Assigned task: Each line must appear in the answer exactly as it does in the data.

Recorded data:

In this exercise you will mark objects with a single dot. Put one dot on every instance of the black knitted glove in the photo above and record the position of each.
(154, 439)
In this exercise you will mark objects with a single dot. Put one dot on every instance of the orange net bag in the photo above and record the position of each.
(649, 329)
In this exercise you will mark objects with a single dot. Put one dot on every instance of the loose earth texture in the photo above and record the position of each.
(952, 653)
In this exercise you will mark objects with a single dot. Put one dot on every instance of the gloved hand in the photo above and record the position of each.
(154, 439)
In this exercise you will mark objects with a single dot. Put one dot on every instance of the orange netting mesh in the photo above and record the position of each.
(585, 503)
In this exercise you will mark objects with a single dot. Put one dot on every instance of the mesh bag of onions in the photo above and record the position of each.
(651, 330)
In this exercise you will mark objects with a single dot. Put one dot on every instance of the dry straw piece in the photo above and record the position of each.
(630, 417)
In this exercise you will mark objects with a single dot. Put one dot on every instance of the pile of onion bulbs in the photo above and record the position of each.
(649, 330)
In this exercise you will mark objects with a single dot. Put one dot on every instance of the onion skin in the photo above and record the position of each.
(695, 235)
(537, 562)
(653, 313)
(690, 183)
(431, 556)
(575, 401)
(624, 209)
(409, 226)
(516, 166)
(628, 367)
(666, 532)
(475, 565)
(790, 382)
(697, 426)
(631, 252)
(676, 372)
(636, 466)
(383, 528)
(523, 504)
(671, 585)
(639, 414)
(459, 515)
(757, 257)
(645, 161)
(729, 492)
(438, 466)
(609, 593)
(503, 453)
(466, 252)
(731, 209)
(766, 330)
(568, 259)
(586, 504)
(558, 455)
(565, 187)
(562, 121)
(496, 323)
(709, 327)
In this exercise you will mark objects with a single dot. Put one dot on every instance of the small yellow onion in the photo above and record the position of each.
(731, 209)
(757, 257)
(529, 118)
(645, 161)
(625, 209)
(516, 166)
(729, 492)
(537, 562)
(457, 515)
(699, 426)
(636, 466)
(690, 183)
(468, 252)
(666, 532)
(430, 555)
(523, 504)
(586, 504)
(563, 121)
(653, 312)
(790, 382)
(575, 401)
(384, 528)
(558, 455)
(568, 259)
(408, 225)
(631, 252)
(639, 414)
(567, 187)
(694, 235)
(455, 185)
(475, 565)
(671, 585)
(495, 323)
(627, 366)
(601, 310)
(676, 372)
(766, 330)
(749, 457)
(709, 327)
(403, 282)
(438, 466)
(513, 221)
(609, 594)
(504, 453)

Problem solution:
In this exercise you will mark objects with a single dot. Put one dot on every instance of the black knitted glove in the photo above and record the position of each.
(154, 439)
In this exercise you will mark objects with a single dot. Put one dot on every instance of the orange net bag in the photo above and record the position of each.
(649, 329)
In this exercise you will mark objects with a single dot. Put one dot on every instance of the loose earth texture in the photo above and record the position of each.
(952, 653)
In this exercise you will mark objects with a single dot. Put one dot on every instance of the gloved hand in the photo above and record the position of each.
(154, 439)
In this exercise you will mark objects with a single dot. Put one dot on every instance of the orange netting mesh in the photo above and record the position of each.
(585, 503)
In this exercise you will mark objects with a single dot. Put one dot on every instance of the mesh bag of onions in the photo above and record the position of each.
(651, 330)
In this exercise you will mark objects with a single dot. Put one dot on every instance of the dry straw piece in the photo above and record the position of each.
(630, 417)
In this exercise you will mark objects with a single dot. Put one dot on every instance of the pile of onion bulbs in the photo above and record the position of each.
(649, 330)
In this exercise you will mark objects with a single dot. Put one dot on every instance of the onion skin in the photo above and record the position of each.
(695, 235)
(537, 562)
(653, 313)
(690, 183)
(431, 556)
(575, 401)
(624, 209)
(409, 226)
(516, 166)
(628, 367)
(666, 532)
(475, 565)
(790, 382)
(697, 426)
(631, 252)
(676, 372)
(636, 466)
(383, 528)
(523, 504)
(671, 585)
(639, 414)
(459, 515)
(757, 257)
(645, 161)
(729, 492)
(438, 466)
(609, 593)
(503, 453)
(466, 252)
(731, 209)
(766, 330)
(568, 259)
(586, 504)
(558, 455)
(565, 187)
(562, 121)
(496, 323)
(709, 327)
In this exercise you will mark objects with a single dot. Put one dot on every instance of the small yellow onion in the photo above and record the position of each.
(731, 209)
(757, 257)
(529, 118)
(645, 161)
(625, 209)
(516, 166)
(729, 492)
(537, 562)
(457, 515)
(699, 426)
(636, 466)
(690, 183)
(468, 252)
(666, 532)
(430, 555)
(523, 504)
(586, 504)
(563, 121)
(653, 312)
(790, 382)
(575, 401)
(384, 528)
(558, 455)
(568, 259)
(408, 225)
(631, 252)
(639, 414)
(567, 187)
(694, 235)
(455, 185)
(475, 565)
(671, 585)
(495, 323)
(627, 366)
(601, 310)
(676, 372)
(766, 330)
(749, 457)
(709, 327)
(403, 282)
(438, 466)
(513, 221)
(609, 594)
(504, 453)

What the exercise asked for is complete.